BEGIN DATA SHOWN

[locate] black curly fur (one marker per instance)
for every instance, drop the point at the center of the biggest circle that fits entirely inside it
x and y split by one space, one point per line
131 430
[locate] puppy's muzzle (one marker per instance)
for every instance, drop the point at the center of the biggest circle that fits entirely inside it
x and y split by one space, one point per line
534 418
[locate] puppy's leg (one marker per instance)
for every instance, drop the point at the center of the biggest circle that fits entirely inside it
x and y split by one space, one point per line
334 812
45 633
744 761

END DATA SHOWN
BEGIN DATA SHOWN

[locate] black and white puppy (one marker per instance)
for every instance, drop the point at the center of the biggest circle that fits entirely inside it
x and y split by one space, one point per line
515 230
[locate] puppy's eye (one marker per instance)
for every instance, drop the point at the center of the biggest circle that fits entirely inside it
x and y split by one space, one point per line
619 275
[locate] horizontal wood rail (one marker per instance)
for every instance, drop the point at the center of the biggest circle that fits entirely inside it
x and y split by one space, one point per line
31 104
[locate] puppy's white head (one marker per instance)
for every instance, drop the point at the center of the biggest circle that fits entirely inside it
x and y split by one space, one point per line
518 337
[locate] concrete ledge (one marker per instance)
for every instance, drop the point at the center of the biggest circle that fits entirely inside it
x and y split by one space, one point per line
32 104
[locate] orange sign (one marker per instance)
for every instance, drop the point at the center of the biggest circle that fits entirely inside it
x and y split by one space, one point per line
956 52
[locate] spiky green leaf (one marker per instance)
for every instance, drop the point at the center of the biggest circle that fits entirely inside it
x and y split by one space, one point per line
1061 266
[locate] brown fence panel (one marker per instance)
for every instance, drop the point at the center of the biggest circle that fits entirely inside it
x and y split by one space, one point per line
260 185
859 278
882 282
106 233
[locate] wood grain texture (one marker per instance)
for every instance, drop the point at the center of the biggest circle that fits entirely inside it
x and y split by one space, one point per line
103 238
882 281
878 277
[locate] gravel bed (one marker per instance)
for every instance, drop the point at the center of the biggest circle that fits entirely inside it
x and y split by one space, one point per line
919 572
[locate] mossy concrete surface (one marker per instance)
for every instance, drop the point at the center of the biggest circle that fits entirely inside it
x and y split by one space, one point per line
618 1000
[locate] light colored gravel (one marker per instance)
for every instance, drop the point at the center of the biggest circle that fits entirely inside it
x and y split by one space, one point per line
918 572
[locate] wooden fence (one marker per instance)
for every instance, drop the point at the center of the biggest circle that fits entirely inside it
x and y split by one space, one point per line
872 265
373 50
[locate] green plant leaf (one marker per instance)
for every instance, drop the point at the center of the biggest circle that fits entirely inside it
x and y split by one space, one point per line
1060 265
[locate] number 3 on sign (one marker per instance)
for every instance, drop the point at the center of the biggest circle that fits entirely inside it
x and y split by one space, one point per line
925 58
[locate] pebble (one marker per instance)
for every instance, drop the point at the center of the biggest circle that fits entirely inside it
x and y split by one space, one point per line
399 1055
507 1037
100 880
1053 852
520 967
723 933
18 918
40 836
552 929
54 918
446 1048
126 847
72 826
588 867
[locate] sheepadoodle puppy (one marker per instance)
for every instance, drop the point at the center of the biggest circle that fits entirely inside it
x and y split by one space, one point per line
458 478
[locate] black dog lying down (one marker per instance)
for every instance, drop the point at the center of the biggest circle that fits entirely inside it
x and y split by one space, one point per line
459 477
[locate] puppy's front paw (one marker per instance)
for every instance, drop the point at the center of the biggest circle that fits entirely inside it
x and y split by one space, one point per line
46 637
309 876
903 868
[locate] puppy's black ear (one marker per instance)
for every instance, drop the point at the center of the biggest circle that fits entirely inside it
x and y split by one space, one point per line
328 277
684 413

END DATA SHOWN
BEGIN DATA SHOWN

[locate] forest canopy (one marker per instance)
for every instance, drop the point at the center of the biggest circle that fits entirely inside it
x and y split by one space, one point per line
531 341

END DATA SHOWN

• **TASK OBJECTIVE**: Each line in the listing above from the one containing "[locate] black curly" through the one containing "[locate] puppy's muzzle" should be repeated exactly, and no other line.

• **SOLUTION**:
[locate] black curly fur (one marker per instance)
for every instance, drop the point at the center of the biggest circle that fits entirely inside it
x and y split by one space, one point per line
131 430
[locate] puppy's muzzle (one marker per instance)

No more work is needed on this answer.